◆ Task description:
Starting with the line that has "[locate] chain link (one point per instance)" in it, repeat every line through the last one, word for word, and give nothing more.
=== The records ===
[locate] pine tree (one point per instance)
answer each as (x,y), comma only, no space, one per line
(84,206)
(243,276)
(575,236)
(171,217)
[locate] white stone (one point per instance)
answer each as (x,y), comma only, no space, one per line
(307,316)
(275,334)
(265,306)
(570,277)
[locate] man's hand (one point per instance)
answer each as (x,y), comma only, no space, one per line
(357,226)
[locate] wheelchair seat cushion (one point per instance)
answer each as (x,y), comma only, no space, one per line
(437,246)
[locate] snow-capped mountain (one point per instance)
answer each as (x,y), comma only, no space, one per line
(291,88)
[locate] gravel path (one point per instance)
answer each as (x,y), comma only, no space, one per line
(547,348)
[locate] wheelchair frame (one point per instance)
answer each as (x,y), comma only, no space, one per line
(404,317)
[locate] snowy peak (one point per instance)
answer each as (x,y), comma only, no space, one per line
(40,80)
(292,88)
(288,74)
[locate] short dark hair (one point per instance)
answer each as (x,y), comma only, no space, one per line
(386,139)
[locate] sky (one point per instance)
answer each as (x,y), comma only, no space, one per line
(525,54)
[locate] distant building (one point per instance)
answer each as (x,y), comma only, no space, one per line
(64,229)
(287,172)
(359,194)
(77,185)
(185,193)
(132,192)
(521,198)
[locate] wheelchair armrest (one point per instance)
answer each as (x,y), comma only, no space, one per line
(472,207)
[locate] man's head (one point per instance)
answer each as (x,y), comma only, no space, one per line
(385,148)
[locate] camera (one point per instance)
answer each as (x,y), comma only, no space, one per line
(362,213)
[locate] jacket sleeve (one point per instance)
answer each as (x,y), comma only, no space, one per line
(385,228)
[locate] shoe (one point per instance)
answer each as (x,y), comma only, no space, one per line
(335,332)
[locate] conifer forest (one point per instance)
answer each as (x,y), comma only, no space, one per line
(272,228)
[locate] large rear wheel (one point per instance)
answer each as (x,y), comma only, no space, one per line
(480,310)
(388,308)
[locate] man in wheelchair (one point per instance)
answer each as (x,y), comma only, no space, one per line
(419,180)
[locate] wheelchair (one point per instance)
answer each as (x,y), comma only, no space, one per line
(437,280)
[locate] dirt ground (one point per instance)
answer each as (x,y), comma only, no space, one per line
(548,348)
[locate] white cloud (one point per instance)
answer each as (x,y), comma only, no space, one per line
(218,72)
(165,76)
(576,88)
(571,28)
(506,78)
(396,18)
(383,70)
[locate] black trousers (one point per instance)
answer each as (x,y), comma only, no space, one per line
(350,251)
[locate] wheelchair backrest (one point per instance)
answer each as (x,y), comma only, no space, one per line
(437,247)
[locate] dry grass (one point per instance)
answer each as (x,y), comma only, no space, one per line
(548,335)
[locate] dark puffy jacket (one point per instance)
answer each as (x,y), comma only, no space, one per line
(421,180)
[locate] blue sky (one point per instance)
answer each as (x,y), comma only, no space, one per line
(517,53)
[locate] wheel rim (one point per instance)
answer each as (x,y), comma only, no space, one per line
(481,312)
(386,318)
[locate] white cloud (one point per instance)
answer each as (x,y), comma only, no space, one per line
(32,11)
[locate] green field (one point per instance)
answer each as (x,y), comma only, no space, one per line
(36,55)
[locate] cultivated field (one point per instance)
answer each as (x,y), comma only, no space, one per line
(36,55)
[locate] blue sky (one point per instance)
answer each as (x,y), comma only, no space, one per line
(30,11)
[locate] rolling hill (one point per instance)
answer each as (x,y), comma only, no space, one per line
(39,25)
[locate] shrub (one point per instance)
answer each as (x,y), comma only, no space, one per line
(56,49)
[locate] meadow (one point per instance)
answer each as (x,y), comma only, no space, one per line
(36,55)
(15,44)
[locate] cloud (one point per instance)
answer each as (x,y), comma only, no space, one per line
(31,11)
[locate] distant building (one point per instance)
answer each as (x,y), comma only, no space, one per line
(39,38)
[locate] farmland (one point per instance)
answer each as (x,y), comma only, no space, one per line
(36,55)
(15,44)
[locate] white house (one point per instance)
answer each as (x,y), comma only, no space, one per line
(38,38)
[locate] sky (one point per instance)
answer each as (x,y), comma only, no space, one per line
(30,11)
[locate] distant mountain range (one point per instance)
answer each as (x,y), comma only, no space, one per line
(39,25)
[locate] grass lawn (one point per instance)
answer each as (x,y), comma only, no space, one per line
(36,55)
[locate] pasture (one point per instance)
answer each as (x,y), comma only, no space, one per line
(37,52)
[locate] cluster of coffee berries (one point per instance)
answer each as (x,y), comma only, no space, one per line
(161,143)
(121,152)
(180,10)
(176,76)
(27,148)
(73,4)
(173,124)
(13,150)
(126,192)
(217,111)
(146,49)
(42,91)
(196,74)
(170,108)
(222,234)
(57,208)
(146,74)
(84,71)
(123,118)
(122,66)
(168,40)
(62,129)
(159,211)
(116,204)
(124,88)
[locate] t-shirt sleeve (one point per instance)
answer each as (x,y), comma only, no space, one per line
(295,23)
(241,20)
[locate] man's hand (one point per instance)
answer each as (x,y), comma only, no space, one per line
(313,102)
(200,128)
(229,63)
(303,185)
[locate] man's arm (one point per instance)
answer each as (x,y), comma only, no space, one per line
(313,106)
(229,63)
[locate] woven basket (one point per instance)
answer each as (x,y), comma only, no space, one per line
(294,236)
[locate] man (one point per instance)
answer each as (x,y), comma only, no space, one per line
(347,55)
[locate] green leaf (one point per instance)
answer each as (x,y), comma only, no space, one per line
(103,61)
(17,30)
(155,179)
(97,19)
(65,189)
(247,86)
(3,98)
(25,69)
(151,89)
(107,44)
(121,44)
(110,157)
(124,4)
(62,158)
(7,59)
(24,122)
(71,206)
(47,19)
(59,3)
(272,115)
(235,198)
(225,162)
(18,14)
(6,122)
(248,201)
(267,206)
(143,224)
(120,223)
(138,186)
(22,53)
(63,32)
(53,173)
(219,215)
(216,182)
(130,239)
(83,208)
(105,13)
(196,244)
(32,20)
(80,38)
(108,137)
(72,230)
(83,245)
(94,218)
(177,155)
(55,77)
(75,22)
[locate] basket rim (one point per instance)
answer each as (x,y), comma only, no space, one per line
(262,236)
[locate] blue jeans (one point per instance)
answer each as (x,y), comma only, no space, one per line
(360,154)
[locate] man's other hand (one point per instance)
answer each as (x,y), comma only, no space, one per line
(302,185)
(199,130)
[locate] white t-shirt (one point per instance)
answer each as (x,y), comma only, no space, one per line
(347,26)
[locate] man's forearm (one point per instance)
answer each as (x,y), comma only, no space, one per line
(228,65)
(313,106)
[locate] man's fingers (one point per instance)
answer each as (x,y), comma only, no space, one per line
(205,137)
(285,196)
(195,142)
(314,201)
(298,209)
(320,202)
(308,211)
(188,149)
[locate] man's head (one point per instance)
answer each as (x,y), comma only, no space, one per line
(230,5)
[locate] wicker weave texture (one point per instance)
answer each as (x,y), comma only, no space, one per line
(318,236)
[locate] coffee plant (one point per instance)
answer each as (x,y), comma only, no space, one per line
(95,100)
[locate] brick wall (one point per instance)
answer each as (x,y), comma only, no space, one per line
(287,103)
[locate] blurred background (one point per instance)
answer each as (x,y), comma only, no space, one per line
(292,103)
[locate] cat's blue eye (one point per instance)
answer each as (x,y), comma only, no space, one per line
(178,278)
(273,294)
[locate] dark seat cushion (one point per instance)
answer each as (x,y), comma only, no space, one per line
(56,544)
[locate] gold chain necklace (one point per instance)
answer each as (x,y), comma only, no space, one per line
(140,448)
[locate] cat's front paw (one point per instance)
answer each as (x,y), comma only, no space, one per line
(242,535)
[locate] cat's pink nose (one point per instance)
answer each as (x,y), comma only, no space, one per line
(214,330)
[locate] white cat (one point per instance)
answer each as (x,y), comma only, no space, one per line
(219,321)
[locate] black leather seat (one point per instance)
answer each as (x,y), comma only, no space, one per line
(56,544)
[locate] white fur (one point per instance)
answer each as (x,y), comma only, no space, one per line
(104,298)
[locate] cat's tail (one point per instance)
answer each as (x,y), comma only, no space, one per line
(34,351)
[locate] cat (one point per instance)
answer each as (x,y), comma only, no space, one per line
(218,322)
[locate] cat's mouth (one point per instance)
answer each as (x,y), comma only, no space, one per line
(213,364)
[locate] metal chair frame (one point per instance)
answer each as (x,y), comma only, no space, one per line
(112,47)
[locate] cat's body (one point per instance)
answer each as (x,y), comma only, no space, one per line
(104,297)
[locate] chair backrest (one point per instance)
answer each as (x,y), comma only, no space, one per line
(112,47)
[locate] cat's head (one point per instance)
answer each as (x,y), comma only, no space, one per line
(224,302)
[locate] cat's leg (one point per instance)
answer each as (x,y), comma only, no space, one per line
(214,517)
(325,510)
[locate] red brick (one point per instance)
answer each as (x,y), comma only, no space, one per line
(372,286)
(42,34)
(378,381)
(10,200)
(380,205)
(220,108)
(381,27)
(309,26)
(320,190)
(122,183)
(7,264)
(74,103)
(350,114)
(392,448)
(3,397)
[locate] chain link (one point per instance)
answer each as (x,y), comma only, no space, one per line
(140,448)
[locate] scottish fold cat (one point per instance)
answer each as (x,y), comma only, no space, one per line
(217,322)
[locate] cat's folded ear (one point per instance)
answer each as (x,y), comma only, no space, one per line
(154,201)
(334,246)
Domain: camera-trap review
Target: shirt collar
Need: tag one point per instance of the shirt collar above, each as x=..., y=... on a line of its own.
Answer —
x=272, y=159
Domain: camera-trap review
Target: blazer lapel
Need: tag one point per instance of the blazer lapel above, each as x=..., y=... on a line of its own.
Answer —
===
◆ Exercise response:
[locate] chain link (one point per instance)
answer each as (x,y), comma only, no space, one per line
(140,448)
[locate] scottish fold cat (one point per instance)
answer each as (x,y), comma only, no space, one per line
(217,322)
[locate] cat's folded ear (one point per instance)
answer each as (x,y), comma only, no space, one per line
(154,201)
(334,246)
Domain: camera-trap review
Target: shirt collar
Need: tag one point per instance of the shirt collar above, each as x=..., y=... on a line of its own.
Answer —
x=272, y=159
Domain: camera-trap review
Target: blazer lapel
Need: tag one point per instance of the blazer lapel above, each as x=..., y=... on a line of its own.
Answer —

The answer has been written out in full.